■ Problem details:
Each line of the data below that contains "being" must be copied.

■ ■ ■ ■

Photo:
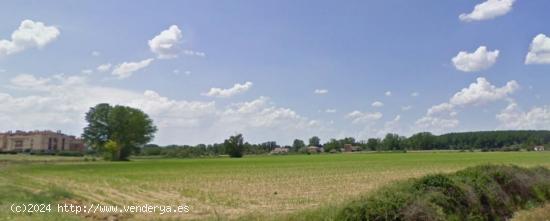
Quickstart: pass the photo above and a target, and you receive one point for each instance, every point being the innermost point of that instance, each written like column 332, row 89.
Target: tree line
column 482, row 140
column 116, row 132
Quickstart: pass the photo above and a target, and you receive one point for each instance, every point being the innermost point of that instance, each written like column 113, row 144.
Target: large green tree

■ ■ ■ ■

■ Completed exercise:
Quickstart: pass the photo above and a target, and you receive one point for each instance, every point being the innermost point of that instance, each written like column 332, row 89.
Quickstart: pass the photo above and a target, and you receive one point for each instance, every point being the innermost point of that instance, each written like column 113, row 144.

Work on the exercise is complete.